Your instructions - What lines of the data below hold the string "Target"? Copy each one out.
-*-*-
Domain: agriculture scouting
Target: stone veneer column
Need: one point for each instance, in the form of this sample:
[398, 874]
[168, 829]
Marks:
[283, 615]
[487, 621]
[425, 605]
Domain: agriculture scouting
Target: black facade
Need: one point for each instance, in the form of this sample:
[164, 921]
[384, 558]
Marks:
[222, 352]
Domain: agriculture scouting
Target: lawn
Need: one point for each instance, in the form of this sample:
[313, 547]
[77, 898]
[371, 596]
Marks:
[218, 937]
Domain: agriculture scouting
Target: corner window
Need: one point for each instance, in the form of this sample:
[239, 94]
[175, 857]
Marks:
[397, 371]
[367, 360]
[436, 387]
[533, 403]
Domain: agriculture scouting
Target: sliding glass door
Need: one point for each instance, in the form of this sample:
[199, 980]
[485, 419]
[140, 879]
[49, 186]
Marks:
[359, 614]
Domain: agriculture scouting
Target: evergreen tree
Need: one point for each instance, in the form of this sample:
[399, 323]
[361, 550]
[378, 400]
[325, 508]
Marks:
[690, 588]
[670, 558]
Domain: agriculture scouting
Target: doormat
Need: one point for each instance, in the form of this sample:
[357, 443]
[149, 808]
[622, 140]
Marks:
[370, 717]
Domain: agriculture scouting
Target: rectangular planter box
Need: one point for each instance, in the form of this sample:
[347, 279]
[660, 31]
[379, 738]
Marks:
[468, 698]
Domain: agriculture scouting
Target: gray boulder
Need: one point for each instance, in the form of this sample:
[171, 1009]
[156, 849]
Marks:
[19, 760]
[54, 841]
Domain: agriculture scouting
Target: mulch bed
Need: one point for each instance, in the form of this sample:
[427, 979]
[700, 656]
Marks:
-*-*-
Solution to this exercise -
Target: stone veneer column
Target: black facade
Target: lawn
Target: corner window
Target: sliding glass door
Target: evergreen tree
Target: doormat
Target: rectangular planter box
Target: gray boulder
Target: mulch bed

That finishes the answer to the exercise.